**Records contained in a dataset**
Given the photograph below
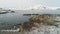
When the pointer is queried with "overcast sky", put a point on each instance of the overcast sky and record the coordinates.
(27, 3)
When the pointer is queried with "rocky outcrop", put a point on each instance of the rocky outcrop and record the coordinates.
(38, 21)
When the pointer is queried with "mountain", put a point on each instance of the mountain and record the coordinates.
(39, 7)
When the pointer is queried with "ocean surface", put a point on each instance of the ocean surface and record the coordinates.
(10, 19)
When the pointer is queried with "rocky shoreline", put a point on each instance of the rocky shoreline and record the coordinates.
(37, 22)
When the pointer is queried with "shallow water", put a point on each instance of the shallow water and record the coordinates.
(17, 17)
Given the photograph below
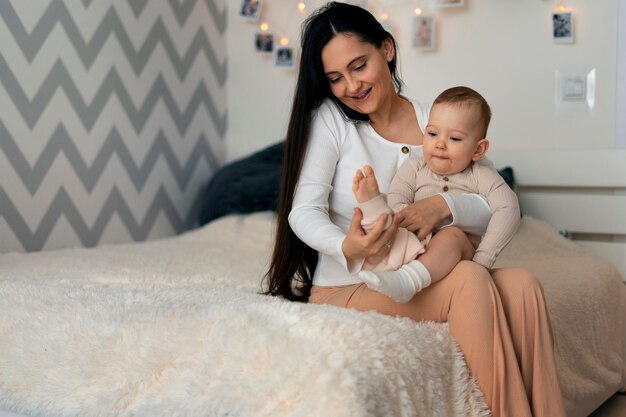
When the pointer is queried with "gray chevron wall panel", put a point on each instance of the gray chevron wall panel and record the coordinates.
(112, 118)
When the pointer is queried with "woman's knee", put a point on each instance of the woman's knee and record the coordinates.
(472, 275)
(513, 282)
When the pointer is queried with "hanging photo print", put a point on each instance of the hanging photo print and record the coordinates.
(250, 9)
(424, 32)
(562, 27)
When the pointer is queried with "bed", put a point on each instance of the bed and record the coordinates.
(178, 326)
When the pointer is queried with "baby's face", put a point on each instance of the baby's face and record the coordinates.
(452, 137)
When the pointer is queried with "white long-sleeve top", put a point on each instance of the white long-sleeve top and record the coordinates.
(324, 203)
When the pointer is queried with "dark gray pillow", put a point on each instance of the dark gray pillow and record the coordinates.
(252, 184)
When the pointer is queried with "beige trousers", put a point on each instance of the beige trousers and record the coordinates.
(500, 322)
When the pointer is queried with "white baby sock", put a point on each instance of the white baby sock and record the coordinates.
(401, 285)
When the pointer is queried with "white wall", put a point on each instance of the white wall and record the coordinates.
(502, 48)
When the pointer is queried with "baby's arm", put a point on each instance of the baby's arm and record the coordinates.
(505, 218)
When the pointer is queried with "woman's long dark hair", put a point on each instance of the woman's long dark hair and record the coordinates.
(293, 262)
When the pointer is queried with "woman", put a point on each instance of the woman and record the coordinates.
(348, 112)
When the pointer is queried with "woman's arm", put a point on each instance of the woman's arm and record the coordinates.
(309, 217)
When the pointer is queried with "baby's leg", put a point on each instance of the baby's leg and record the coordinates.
(446, 248)
(364, 184)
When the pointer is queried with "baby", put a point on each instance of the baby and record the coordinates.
(454, 142)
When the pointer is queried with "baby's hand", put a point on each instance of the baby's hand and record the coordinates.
(364, 184)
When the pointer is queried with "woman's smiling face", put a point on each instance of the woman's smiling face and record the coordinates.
(358, 72)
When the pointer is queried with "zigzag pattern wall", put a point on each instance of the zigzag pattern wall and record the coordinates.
(112, 118)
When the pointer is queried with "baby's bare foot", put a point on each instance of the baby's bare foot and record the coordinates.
(364, 184)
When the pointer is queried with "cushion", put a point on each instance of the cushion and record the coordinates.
(244, 186)
(252, 184)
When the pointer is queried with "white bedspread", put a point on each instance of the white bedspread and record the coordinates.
(177, 327)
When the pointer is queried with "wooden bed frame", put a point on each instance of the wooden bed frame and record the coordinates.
(580, 192)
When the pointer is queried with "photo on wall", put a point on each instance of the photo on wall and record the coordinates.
(264, 42)
(285, 57)
(438, 4)
(424, 32)
(563, 27)
(250, 9)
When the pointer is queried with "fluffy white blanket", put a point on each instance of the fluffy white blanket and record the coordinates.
(176, 327)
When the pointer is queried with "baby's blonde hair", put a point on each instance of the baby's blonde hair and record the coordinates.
(466, 96)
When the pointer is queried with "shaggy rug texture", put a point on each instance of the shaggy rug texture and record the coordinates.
(177, 327)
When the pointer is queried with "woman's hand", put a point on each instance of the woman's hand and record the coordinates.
(374, 245)
(423, 216)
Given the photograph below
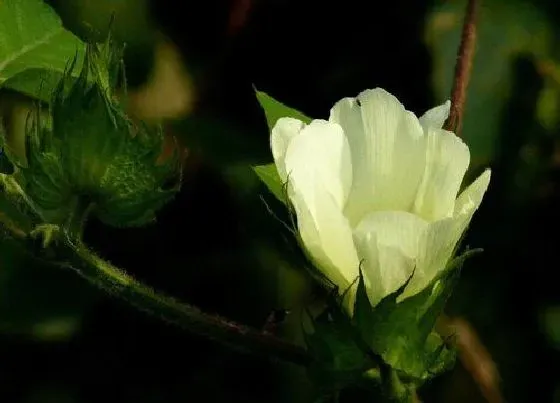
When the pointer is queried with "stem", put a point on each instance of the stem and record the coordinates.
(463, 69)
(237, 336)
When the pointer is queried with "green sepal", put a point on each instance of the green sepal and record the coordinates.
(268, 174)
(95, 153)
(340, 357)
(275, 110)
(402, 333)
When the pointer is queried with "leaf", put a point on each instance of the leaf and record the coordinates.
(38, 300)
(32, 37)
(402, 333)
(340, 361)
(268, 174)
(275, 110)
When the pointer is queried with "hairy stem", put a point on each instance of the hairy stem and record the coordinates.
(237, 336)
(463, 69)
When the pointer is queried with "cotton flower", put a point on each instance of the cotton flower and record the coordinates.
(376, 188)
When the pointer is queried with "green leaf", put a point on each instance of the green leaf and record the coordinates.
(403, 333)
(268, 174)
(340, 360)
(37, 300)
(32, 37)
(275, 110)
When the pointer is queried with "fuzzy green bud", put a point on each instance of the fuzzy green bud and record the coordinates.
(93, 155)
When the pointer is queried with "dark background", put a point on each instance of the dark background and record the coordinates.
(61, 340)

**Work instructions**
Exactly as written, please copy out the whole set of records, skipping images.

**Finished exercise**
Given the photograph below
When the pointer is queried with "overcast sky", put a point on each instance of the overcast sky and record the coordinates.
(27, 3)
When the pointer is queried with "rocky outcrop", put a point on each instance of the rocky outcrop and record the coordinates.
(38, 21)
When the pointer is queried with "mountain", put a point on each instance of the mountain and record the coordinates.
(39, 7)
When the pointer is queried with "ocean surface", put a point on each instance of the ocean surface and record the coordinates.
(10, 19)
When the pointer is queried with "rocky shoreline", put a point on each instance of the rocky shoreline and record the coordinates.
(37, 22)
When the pointer is queried with "shallow water", put a point on each instance of the shallow water and record the coordinates.
(17, 17)
Given the photograph below
When the pointer is queried with "gray chevron wall panel", put a point on each instance of the gray chevron wall panel and record the coordinates.
(112, 118)
When the pointer is queried with "woman's knee", put a point on each instance of the woman's knee and record the coordinates.
(472, 275)
(513, 282)
When the pointer is queried with "hanging photo print", put a point on each instance of the hanging photo print and record the coordinates.
(250, 9)
(424, 32)
(562, 27)
When the pointer is queried with "bed", put a point on each instance of the bed and record the coordinates.
(178, 326)
When the pointer is queried with "baby's face", put a point on each instance of the baby's face and record the coordinates.
(452, 137)
When the pointer is queried with "white long-sleeve top", put a point on each instance of the white long-sleeve top and record the coordinates.
(324, 203)
When the pointer is queried with "dark gray pillow", put a point on each instance of the dark gray pillow and record the coordinates.
(252, 184)
When the pointer is queried with "beige trousers", put a point on each instance of the beige trousers and record the coordinates.
(500, 322)
When the pointer is queried with "white baby sock", put a point on each instance of the white baby sock and record the coordinates.
(401, 285)
When the pointer is queried with "white wall", put a point on each instance of the white wall and record the coordinates.
(502, 48)
When the pointer is queried with "baby's arm", put a point on each instance of the baby's arm and record the coordinates.
(505, 218)
When the pointer is queried with "woman's long dark hair", put a point on each instance of the woman's long dark hair and record the coordinates.
(293, 262)
When the pointer is queried with "woman", put a point on each instance of the woman and record the coordinates.
(348, 112)
When the pointer is queried with "woman's arm", put a point on each instance of the woman's arm and record the coordinates.
(309, 217)
When the pointer is queried with "baby's leg", put a point on each instance of the baby's leg and record the coordinates.
(446, 248)
(364, 184)
When the pointer is queried with "baby", put a point on each instance of the baby and record the coordinates.
(454, 142)
When the pointer is queried with "baby's hand", put a point on each instance of the baby's hand and record the coordinates.
(364, 184)
When the pointer is queried with "woman's smiling face", put a point on each instance of the woman's smiling face and record the coordinates.
(358, 72)
When the pointer is queried with "zigzag pattern wall", put a point on each instance of the zigzag pattern wall and record the coordinates.
(112, 118)
When the pointer is queried with "baby's bare foot", put a point on each instance of the baby's bare foot and record the coordinates.
(364, 184)
When the pointer is queried with "cushion", put a point on each instance of the cushion and record the coordinates.
(244, 186)
(252, 184)
When the pointer is queried with "white bedspread", put a point on each instance of the white bedspread and record the coordinates.
(177, 327)
When the pointer is queried with "wooden bed frame", put a point on each instance of the wooden bed frame and record the coordinates.
(580, 192)
When the pointer is queried with "photo on wall", put a point on each instance of the photo on wall and record the coordinates.
(264, 42)
(285, 57)
(438, 4)
(424, 32)
(563, 27)
(250, 9)
When the pointer is queried with "fluffy white blanket", put a point on each instance of the fluffy white blanket and record the coordinates.
(176, 327)
When the pointer is queried with "baby's blonde hair", put a point on each instance of the baby's blonde hair and record the coordinates.
(466, 96)
When the pointer is queried with "shaggy rug texture", put a point on each instance of the shaggy rug texture and record the coordinates.
(177, 327)
When the pointer is queried with "woman's hand", put a point on each instance of the woman's hand and record the coordinates.
(374, 245)
(423, 216)
Given the photograph below
When the pointer is queried with "stem", put a point on each instance of the stem and record the coordinates.
(463, 69)
(237, 336)
When the pointer is queried with "green sepal", put a point on each instance of the green sepal and record the coordinates.
(268, 174)
(95, 153)
(340, 357)
(275, 110)
(402, 333)
When the pointer is queried with "leaf", put a point on each instance of the leaf and record the coordinates.
(38, 300)
(32, 37)
(402, 333)
(340, 361)
(268, 174)
(275, 110)
When the pointer is queried with "hairy stem", put a point on each instance of the hairy stem and record the coordinates.
(237, 336)
(463, 69)
When the pointer is queried with "cotton flower", put a point on each instance of the cotton flower and record the coordinates.
(376, 188)
When the pointer is queried with "green leaf", put a point on each instance of the green leaf and record the coordinates.
(403, 333)
(268, 174)
(340, 360)
(37, 300)
(32, 37)
(275, 110)
When the pointer is queried with "fuzzy green bud", put a point on each instance of the fuzzy green bud and record the coordinates.
(93, 155)
When the pointer is queried with "dark background", put a point on each instance of the dark background and record the coordinates.
(61, 340)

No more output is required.